* **Task statement**:
Reproduce the listing below verbatim.

Data entries
┌──
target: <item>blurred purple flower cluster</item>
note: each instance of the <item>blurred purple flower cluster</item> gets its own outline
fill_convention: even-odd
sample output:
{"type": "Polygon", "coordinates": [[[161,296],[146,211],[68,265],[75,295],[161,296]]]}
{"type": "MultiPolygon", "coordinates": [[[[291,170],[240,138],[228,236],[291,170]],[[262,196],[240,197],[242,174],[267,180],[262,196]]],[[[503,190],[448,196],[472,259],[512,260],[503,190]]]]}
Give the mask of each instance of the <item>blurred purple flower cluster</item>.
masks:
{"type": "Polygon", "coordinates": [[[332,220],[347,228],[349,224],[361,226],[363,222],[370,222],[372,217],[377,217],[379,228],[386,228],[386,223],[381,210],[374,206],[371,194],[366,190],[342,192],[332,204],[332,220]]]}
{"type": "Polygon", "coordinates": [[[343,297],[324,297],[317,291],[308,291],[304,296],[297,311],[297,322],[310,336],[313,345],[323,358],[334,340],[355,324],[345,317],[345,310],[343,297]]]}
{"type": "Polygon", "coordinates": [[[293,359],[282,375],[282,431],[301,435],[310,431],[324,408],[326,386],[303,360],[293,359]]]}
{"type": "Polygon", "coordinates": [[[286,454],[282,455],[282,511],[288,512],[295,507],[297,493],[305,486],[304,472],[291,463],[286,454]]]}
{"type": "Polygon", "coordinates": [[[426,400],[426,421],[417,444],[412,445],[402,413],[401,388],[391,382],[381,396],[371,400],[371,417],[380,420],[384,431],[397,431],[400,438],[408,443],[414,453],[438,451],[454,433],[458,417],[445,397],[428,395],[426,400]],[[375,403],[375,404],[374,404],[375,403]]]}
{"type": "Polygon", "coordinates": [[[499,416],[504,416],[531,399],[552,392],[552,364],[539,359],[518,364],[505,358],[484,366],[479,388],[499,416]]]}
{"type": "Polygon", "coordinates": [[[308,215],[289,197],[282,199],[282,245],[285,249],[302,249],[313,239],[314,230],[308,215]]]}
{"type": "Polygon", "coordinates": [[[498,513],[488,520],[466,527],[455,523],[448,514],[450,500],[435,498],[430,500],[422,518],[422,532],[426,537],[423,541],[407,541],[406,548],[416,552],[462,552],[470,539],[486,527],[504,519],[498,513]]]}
└──
* **Output for this exercise**:
target: <item>blurred purple flower cluster</item>
note: each instance of the <item>blurred purple flower cluster</item> gets its own outline
fill_convention: even-odd
sample output:
{"type": "Polygon", "coordinates": [[[161,296],[146,211],[68,265],[75,295],[161,296]]]}
{"type": "MultiPolygon", "coordinates": [[[[291,170],[240,138],[228,236],[291,170]],[[262,196],[240,197],[242,174],[267,180],[262,196]]],[[[503,190],[448,196],[472,259],[512,260],[503,190]]]]}
Give the mask of each instance of the <item>blurred purple flower cluster</item>.
masks:
{"type": "Polygon", "coordinates": [[[332,220],[347,228],[349,224],[361,226],[363,222],[370,222],[372,217],[377,217],[379,228],[386,228],[386,223],[381,210],[374,206],[371,194],[366,190],[342,192],[332,204],[332,220]]]}
{"type": "Polygon", "coordinates": [[[343,297],[324,297],[317,291],[308,291],[304,296],[297,311],[297,322],[310,336],[313,345],[323,358],[334,340],[355,324],[345,317],[345,310],[343,297]]]}
{"type": "Polygon", "coordinates": [[[293,359],[282,375],[282,431],[301,435],[310,431],[324,408],[326,386],[303,360],[293,359]]]}
{"type": "Polygon", "coordinates": [[[286,454],[282,455],[282,511],[288,512],[295,507],[297,493],[305,486],[304,472],[291,463],[286,454]]]}
{"type": "Polygon", "coordinates": [[[426,400],[426,421],[417,444],[412,445],[402,413],[401,388],[391,382],[381,396],[371,400],[371,417],[380,420],[384,431],[397,431],[400,438],[408,443],[414,453],[438,451],[454,433],[458,417],[445,397],[428,395],[426,400]],[[375,403],[375,404],[374,404],[375,403]]]}
{"type": "Polygon", "coordinates": [[[499,416],[504,416],[531,399],[552,392],[552,364],[539,359],[518,364],[505,358],[484,366],[479,388],[499,416]]]}
{"type": "Polygon", "coordinates": [[[308,215],[289,197],[282,199],[282,245],[285,249],[302,249],[313,239],[314,230],[308,215]]]}
{"type": "Polygon", "coordinates": [[[498,513],[488,520],[466,527],[455,523],[448,514],[450,500],[435,498],[430,500],[422,518],[422,532],[426,537],[423,541],[407,541],[406,548],[416,552],[462,552],[470,539],[486,527],[504,519],[498,513]]]}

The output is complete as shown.